Problem description -> Could you write out the lines below, from the line containing "Point to every instance of the orange" through the last line, as a numbered list with both ends included and any blank lines left out?
** START Input rows **
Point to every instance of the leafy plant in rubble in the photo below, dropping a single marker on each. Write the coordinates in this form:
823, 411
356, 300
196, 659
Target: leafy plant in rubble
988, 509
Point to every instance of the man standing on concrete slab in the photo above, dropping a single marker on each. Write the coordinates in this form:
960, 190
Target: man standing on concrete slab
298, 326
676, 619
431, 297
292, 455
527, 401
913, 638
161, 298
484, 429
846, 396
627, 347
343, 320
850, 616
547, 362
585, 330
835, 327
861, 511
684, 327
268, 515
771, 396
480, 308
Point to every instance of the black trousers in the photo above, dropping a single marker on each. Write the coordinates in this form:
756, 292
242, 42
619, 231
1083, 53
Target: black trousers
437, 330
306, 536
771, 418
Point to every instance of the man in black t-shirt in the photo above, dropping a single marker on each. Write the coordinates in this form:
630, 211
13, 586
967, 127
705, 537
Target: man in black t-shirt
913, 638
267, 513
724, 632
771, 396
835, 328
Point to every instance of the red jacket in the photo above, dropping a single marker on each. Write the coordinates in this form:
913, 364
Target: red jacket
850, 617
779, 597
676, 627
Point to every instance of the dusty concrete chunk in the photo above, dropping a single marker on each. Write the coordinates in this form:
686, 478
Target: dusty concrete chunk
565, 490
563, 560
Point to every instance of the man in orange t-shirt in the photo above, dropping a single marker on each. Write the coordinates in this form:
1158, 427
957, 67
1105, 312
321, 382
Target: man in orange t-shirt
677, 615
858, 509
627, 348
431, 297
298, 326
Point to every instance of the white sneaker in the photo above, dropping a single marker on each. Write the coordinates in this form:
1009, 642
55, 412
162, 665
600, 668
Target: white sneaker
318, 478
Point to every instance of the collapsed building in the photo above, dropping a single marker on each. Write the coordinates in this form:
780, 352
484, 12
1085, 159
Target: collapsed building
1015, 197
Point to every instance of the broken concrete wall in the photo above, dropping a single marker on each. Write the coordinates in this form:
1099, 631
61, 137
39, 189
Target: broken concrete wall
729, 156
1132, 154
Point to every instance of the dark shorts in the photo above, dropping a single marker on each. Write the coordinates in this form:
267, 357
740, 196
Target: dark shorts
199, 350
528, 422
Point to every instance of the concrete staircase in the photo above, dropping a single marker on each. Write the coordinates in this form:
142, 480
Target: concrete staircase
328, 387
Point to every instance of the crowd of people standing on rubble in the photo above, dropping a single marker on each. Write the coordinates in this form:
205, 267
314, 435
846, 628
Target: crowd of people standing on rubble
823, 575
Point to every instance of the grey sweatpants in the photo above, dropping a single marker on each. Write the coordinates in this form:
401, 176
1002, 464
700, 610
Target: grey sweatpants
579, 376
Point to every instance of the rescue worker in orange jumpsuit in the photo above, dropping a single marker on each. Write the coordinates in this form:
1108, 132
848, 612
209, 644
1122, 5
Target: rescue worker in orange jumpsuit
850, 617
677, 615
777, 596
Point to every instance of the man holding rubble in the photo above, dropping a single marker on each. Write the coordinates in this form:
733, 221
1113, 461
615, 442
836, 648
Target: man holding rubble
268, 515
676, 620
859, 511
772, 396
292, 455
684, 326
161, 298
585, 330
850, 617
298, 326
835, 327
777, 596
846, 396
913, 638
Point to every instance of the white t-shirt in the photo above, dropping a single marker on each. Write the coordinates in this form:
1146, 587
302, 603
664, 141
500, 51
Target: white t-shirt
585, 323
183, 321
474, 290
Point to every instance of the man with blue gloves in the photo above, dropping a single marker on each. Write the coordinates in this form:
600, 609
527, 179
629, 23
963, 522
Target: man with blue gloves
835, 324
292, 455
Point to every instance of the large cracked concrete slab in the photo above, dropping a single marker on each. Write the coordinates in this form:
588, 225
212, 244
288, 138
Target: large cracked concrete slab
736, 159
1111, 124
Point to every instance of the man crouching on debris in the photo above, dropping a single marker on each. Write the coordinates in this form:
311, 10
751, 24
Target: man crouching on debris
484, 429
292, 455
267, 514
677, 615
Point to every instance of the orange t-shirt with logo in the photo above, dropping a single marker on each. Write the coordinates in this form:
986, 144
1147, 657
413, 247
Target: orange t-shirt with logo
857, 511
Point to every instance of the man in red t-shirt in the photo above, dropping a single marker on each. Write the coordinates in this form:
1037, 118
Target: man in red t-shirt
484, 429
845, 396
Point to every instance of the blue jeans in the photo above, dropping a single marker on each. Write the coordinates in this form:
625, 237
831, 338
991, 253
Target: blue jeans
** END Input rows **
Complete answer ->
1. Point to every instance of the orange t-shirt with logo in the photo above, dropping a single marker on each. Write the coordinates in this form:
2. 986, 144
3. 1147, 657
4. 413, 247
5. Target: orange t-shirt with logo
6. 857, 511
7. Point to every instance of the man in red t-shirt in the photo above, dropping a single marker on each. Write the coordinates in this form:
8. 1037, 118
9. Target: man in red t-shirt
10. 484, 429
11. 845, 396
12. Point to every instance of the blue jeans in the photo above, dropping a single marker on each. Write the coordinates in this form:
13. 625, 237
14. 831, 338
15. 991, 253
16. Target: blue jeans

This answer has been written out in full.